____ Text passage

On a happier note,
business and trade publications performed well, and management is making
energetic efforts to increase the "decision dependence" of those
assets: the more businesspeople rely on the information, data and analytics
these publications provide, the higher Glacier Media's cash flows will be.
In the area of
capital allocation, the company pursued its usual balance between investing in
its own operations, making acquisitions, paying down debt, funding the dividend
and repurchasing shares. Unlike in most
years, when capital expenditures tend to range from $2-5 million, Glacier spent
around $15 million, mostly on a printing press, a one-time expense that will
both increase revenues and decrease costs.
However, sustaining capex was a paltry $2 million, though that figure
may rise somewhat in the years to come after the elevated spending in
2012. Perhaps the sound and responsible
capital allocation is because management is relying on share/dividend returns
for their own wellbeing: after all, just $4.5 million was spent on wages for
all directors, senior executives and divisional managers, a refreshing
difference from what generally prevails in the corporate world.

________
____ Records

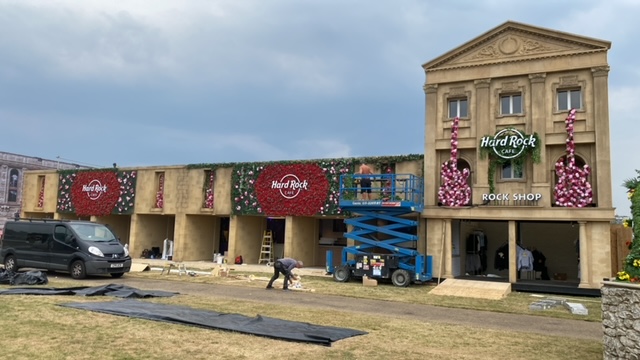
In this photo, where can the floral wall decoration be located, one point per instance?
(296, 189)
(96, 192)
(455, 190)
(279, 189)
(572, 189)
(127, 181)
(41, 194)
(208, 189)
(160, 192)
(508, 145)
(631, 264)
(65, 181)
(244, 193)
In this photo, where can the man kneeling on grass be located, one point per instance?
(284, 266)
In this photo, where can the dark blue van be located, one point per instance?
(80, 248)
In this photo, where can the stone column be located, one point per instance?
(603, 141)
(584, 256)
(431, 168)
(513, 254)
(448, 271)
(539, 124)
(484, 124)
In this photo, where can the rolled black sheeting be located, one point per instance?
(116, 290)
(34, 277)
(259, 325)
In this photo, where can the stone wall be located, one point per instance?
(621, 320)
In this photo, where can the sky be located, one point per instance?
(173, 82)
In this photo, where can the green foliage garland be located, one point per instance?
(631, 264)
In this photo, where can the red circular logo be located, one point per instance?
(94, 189)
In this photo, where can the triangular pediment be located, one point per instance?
(513, 41)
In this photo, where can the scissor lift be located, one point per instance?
(392, 213)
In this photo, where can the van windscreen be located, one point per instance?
(93, 232)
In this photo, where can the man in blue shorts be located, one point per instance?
(284, 266)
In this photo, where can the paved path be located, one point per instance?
(481, 319)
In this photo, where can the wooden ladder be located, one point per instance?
(266, 253)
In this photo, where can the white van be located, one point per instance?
(80, 248)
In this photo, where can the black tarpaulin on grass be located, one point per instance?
(116, 290)
(23, 278)
(259, 325)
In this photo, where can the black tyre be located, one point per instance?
(78, 270)
(342, 274)
(401, 278)
(10, 263)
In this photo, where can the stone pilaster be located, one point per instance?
(603, 191)
(484, 124)
(513, 254)
(431, 168)
(584, 253)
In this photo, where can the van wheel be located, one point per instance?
(342, 273)
(401, 278)
(78, 270)
(10, 263)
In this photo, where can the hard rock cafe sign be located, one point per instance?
(290, 186)
(94, 189)
(508, 143)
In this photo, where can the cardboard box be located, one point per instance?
(560, 276)
(366, 281)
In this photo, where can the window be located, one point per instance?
(511, 170)
(569, 99)
(458, 108)
(511, 104)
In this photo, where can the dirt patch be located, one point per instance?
(481, 319)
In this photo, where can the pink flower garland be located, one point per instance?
(572, 189)
(160, 192)
(208, 196)
(454, 191)
(41, 195)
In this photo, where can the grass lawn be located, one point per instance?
(35, 327)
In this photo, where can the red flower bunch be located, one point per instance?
(160, 192)
(65, 181)
(95, 192)
(297, 189)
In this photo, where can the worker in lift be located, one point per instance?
(365, 181)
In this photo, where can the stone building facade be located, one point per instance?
(510, 114)
(522, 81)
(12, 169)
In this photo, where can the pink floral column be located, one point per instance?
(160, 192)
(454, 191)
(208, 194)
(572, 189)
(41, 194)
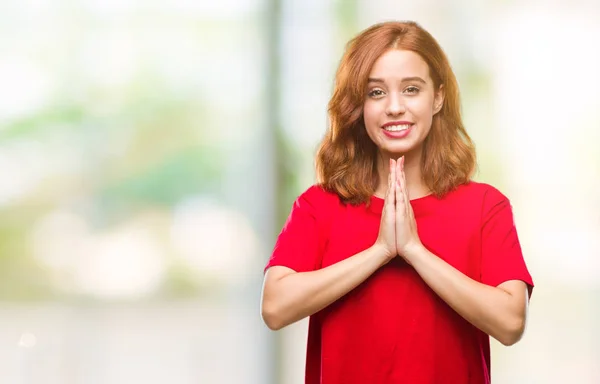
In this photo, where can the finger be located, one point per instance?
(390, 198)
(407, 199)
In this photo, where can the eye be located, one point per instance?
(412, 90)
(376, 93)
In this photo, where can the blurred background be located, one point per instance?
(150, 152)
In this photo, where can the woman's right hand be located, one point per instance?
(386, 240)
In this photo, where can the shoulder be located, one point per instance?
(475, 191)
(316, 194)
(317, 198)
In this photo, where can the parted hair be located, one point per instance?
(346, 160)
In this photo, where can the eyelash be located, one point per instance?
(413, 91)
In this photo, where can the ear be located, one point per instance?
(438, 100)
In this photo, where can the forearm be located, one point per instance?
(298, 295)
(491, 309)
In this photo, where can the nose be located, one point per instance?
(395, 105)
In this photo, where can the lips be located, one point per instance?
(397, 129)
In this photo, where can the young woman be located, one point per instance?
(404, 265)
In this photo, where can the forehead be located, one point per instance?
(397, 63)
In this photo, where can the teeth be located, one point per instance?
(396, 128)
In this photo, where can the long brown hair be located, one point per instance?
(346, 161)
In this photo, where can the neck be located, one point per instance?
(412, 170)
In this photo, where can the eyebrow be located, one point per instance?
(404, 80)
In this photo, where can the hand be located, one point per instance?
(386, 240)
(407, 237)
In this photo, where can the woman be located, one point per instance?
(404, 265)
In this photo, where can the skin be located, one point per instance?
(289, 296)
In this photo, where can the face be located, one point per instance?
(400, 102)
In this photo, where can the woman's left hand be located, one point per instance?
(407, 237)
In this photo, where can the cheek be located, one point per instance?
(370, 114)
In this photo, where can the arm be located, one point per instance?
(289, 296)
(498, 311)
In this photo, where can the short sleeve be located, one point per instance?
(502, 258)
(298, 244)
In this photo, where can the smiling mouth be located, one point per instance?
(397, 128)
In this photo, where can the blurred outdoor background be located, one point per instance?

________

Tasks and exercises —
[A] According to the Glacier Media passage, how much was spent on wages for all directors, senior executives and divisional managers?
[B] Reproduce the section of the Glacier Media passage starting at "In the area" and ending at "and decrease costs.".

Solution set —
[A] $4.5 million.

[B]
In the area of
capital allocation, the company pursued its usual balance between investing in
its own operations, making acquisitions, paying down debt, funding the dividend
and repurchasing shares. Unlike in most
years, when capital expenditures tend to range from $2-5 million, Glacier spent
around $15 million, mostly on a printing press, a one-time expense that will
both increase revenues and decrease costs.